:: GIVEN REQUEST ::
Beginning with the line where "[indicate] person walking" appears, restate the lines word for word through the last one in the listing.

Source data
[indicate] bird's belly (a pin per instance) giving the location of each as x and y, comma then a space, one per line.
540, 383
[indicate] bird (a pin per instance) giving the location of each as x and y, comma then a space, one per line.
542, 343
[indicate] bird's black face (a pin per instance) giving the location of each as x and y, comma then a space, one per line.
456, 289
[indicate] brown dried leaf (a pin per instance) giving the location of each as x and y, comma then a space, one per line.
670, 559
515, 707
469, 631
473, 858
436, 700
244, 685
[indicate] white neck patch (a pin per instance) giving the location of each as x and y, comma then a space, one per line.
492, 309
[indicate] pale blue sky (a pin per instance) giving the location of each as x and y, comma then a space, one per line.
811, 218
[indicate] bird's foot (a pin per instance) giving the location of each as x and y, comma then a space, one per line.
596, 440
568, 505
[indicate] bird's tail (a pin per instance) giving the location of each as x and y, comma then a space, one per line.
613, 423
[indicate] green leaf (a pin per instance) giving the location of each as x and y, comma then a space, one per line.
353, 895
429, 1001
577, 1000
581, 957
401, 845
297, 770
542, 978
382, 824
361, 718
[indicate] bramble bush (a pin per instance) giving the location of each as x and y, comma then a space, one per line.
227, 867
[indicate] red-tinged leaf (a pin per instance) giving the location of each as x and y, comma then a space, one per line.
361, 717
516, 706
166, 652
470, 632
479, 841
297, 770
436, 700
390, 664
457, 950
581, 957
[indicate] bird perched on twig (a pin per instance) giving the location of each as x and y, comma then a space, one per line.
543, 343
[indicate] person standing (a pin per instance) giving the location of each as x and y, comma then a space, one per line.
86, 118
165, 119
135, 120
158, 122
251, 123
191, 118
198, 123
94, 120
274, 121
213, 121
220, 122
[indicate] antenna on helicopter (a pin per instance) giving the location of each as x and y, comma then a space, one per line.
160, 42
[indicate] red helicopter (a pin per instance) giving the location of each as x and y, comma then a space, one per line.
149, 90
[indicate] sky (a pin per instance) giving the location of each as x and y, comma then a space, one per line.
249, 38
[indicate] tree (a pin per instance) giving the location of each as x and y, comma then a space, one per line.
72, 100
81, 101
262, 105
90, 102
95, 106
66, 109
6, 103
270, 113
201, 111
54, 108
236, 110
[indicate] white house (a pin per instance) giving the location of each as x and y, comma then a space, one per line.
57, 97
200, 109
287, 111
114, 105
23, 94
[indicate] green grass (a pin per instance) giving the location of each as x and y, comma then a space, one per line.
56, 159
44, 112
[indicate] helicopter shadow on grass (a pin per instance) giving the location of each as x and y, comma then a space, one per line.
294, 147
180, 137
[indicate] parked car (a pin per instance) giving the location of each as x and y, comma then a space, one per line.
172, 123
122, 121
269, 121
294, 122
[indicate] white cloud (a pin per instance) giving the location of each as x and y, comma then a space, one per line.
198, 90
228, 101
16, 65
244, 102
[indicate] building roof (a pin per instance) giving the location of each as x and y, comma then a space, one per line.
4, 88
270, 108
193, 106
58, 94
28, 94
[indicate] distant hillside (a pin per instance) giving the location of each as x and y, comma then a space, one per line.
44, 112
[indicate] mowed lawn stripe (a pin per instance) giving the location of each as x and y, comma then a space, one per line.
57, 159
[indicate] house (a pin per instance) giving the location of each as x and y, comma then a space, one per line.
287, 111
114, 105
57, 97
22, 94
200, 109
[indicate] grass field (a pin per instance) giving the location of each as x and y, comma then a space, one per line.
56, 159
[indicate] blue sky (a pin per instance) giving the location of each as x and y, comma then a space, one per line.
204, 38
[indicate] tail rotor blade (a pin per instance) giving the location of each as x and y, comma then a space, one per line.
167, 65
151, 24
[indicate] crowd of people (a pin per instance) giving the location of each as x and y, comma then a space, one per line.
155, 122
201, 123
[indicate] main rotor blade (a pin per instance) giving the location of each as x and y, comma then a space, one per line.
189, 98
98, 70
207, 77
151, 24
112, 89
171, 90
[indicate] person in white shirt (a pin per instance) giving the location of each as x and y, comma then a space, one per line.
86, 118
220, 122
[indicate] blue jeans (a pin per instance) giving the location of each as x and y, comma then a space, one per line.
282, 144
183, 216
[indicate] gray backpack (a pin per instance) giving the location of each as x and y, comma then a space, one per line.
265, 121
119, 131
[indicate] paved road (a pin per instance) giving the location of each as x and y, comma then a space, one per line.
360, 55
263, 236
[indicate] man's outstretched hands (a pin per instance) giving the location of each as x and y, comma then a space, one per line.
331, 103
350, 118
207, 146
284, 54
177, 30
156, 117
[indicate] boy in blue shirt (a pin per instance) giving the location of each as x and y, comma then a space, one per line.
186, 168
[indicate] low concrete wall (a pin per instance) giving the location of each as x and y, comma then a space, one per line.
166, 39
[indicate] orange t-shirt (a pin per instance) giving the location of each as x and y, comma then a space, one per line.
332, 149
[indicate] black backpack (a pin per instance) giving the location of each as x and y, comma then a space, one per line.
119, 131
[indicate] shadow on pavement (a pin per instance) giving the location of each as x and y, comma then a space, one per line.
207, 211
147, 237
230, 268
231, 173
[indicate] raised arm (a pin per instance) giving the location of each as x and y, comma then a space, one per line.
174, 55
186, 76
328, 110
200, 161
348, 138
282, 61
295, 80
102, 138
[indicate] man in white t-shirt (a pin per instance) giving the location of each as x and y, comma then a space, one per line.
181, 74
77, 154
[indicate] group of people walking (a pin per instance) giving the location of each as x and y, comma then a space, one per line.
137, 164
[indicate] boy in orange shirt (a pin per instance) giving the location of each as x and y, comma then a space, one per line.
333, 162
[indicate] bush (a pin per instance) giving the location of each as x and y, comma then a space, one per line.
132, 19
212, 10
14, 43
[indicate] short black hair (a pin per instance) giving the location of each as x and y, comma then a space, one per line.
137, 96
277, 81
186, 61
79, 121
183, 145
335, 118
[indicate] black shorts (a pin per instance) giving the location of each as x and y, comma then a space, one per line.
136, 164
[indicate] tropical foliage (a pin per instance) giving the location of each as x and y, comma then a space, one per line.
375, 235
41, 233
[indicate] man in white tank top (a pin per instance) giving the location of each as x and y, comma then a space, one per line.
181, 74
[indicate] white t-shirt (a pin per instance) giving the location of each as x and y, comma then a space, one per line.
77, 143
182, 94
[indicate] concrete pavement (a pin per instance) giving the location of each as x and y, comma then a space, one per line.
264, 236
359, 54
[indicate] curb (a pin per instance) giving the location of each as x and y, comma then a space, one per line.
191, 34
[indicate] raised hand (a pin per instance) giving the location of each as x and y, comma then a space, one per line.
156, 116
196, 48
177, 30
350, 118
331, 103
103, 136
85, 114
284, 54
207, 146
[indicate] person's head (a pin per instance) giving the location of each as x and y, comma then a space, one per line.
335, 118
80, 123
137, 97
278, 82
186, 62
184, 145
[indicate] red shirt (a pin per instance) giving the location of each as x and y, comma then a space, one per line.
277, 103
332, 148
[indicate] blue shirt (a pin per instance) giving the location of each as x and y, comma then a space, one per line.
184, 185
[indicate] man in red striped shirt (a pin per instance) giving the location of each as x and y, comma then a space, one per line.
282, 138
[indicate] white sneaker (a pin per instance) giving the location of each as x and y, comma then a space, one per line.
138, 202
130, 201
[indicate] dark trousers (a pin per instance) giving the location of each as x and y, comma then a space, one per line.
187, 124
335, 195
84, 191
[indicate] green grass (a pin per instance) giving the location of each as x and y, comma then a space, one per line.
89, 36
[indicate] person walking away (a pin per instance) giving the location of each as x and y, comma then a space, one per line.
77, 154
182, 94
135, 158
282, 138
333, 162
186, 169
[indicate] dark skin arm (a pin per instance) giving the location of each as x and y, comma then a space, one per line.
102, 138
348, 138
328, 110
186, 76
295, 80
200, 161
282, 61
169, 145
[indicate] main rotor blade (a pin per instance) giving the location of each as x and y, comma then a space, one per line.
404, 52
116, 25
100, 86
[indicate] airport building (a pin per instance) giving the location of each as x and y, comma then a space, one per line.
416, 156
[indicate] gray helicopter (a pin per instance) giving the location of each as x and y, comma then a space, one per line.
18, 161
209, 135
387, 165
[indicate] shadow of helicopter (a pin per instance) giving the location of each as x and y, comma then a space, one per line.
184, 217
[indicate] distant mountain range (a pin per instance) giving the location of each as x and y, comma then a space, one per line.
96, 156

:: WORKED SOLUTION ::
[indicate] person walking away (a pin per instance) giving the location of each as x and y, comma then a space, one per line.
77, 154
182, 94
135, 158
282, 138
333, 162
186, 169
[indicate] dark skin arm (a pin per instance) giving the location of each as x and y, comma then a space, one per line.
102, 138
348, 138
328, 110
186, 76
295, 80
200, 161
282, 61
169, 145
[indicate] main rotor blade (a pin per instance) giving the location of each as x and y, comma then a space, one per line.
404, 52
116, 25
100, 86
[indicate] airport building (a pin per instance) giving the location of each as x and y, comma then a space, one per line.
416, 156
[indicate] gray helicopter (a pin per instance) giving the location of each as x and y, comma then a space, one per line.
18, 161
209, 135
387, 165
[indicate] shadow of helicopter (a pin per instance) giving the location of each as x and y, comma then a space, one per line.
184, 217
[indicate] distant mountain range (a pin per instance) giving the location of each as x and y, comma then a space, one per line.
96, 156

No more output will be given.